→ Document passage
···
# Kitchen remodel question (granite bar top) ASAP!



## KUIPORNG (Jan 11, 2006)

I am answering just make sure I subscrib to this thread... I am very interested in this topic... please post more pictures in between and after the project... Thanks... want to know how this thing being done.... for future references...


----------



## Zel1 (Mar 21, 2007)

Keep in mind, I am not a contractor. I am just giving my opinion because you asked for it. 

You cannot or at least shouldnt just put 2 x 3's in the spaces between the studs. You need to build a header basically to support that granite or it will not last. You will also not want to use silicone to attach it. At the very least construction adhesive, and to be honest, you might want to use some type of "L" brackets underneath and bolted into the studs to support it further. If the total width of the granite is 13" and 3.5" is above the half wall, you will the rest just hanging in the breeze, waiting for someone to lean a bit too hard and it will fall on their feet. Personally, I wouldnt do it that way.
Also, I think there is code for that counter to be a certain width. I think I remember seeing 12" - 24" of overhang for something like that, but please check up on that. If your left with 9.5" of overhang, it is kinda small, the average dinner plate wont even fit on the part that overhangs. You should really consider cutting a little more of that wall down and building a proper, lever surface to sit the granite on. You might also consider attaching a 6" or 8" pine board on there first to give the granite a wider surface to be glued to. Looks like a recipe for disaster as you have it now, IMO. I'm sure the guys who do alot of this stuff will have more/better advice. Best of Luck.


----------



## daveincincy (Dec 28, 2005)

zel said:


> Keep in mind, I am not a contractor. I am just giving my opinion because you asked for it.
···
→ Data section
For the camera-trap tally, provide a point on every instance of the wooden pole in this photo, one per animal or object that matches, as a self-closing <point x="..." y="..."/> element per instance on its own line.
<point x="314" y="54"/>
···
→ Task requirements
a – List the screen name and date from each post heading in the granite bar top thread.
b – Carry the granite bar top thread forward from the last line shown.

→ Results of the tasks
a –
- KUIPORNG (Jan 11, 2006)
- Zel1 (Mar 21, 2007)
- daveincincy (Dec 28, 2005)

b –
> 
> You cannot or at least shouldnt just put 2 x 3's in the spaces between the studs. You need to build a header basically to support that granite or it will not last. You will also not want to use silicone to attach it. At the very least construction adhesive, and to be honest, you might want to use some type of "L" brackets underneath and bolted into the studs to support it further. If the total width of the granite is 13" and 3.5" is above the half wall, you will the rest just hanging in the breeze, waiting for someone to lean a bit too hard and it will fall on their feet. Personally, I wouldnt do it that way.
> Also, I think there is code for that counter to be a certain width. I think I remember seeing 12" - 24" of overhang for something like that, but please check up on that. If your left with 9.5" of overhang, it is kinda small, the average dinner plate wont even fit on the part that overhangs. You should really consider cutting a little more of that wall down and building a proper, lever surface to sit the granite on. You might also consider attaching a 6" or 8" pine board on there first to give the granite a wider surface to be glued to. Looks like a recipe for disaster as you have it now, IMO. I'm sure the guys who do alot of this stuff will have more/better advice. Best of Luck.


I'm sure the granite company will know how it should be attached. Atleast I hope they do. I will be there when they put the tops in, and I will confirm that the wall and the way it is finished is sufficient to support it given the amount of overhang, etc. If it isn't, I'd hope they would tell me what needs to be done. They will be coming back out anyways since they still have to measure/template for the backsplash of the bar area on the kitchen side. They don't cut the backsplash until the countertops are installed.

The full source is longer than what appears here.